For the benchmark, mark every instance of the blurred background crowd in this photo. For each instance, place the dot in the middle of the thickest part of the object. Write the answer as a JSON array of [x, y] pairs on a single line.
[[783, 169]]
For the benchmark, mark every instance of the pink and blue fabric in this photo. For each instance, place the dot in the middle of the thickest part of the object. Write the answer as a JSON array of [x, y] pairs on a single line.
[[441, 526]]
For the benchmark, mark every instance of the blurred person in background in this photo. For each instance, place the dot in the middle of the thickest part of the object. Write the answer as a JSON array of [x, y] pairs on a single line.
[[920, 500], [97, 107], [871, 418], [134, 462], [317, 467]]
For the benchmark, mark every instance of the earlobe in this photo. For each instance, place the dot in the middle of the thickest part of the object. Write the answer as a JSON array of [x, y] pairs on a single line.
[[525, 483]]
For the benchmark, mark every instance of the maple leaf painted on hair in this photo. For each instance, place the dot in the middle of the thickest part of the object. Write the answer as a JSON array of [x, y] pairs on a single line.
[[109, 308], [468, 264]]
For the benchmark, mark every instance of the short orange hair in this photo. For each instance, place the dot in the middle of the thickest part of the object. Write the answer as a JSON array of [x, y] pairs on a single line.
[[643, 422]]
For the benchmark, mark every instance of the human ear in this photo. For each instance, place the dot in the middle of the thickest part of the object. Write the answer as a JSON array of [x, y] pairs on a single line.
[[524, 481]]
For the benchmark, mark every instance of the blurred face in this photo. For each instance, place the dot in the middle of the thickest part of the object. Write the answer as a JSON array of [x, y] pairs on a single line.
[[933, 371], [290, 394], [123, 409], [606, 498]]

-*-

- [Requirements] In the entries above, find the line containing "For the benchmark, mark every instance of the short". Set down that line and every line after it through the last one, exactly and alone.

- [Written response]
For the benchmark, mark every instance of the short orange hair in this photo. For each instance, place the dot in the middle of the thickest part of the object. Write the answer as a JSON array of [x, y] pairs on a single line.
[[643, 422]]
For the benchmark, mark every instance of the human ear in this photo. For each instance, place the dot in the middle of the thickest part of the object. Write the answer as a JSON array of [x, y] pairs on a single line.
[[524, 481]]
For the benchmark, mark every instance of the blurred face in this photo. For each instance, place the dot in the middle of the thickest part of the object. Write the answer as a JSON array of [x, y] pairs on a single line.
[[933, 371], [290, 394], [123, 409], [606, 498]]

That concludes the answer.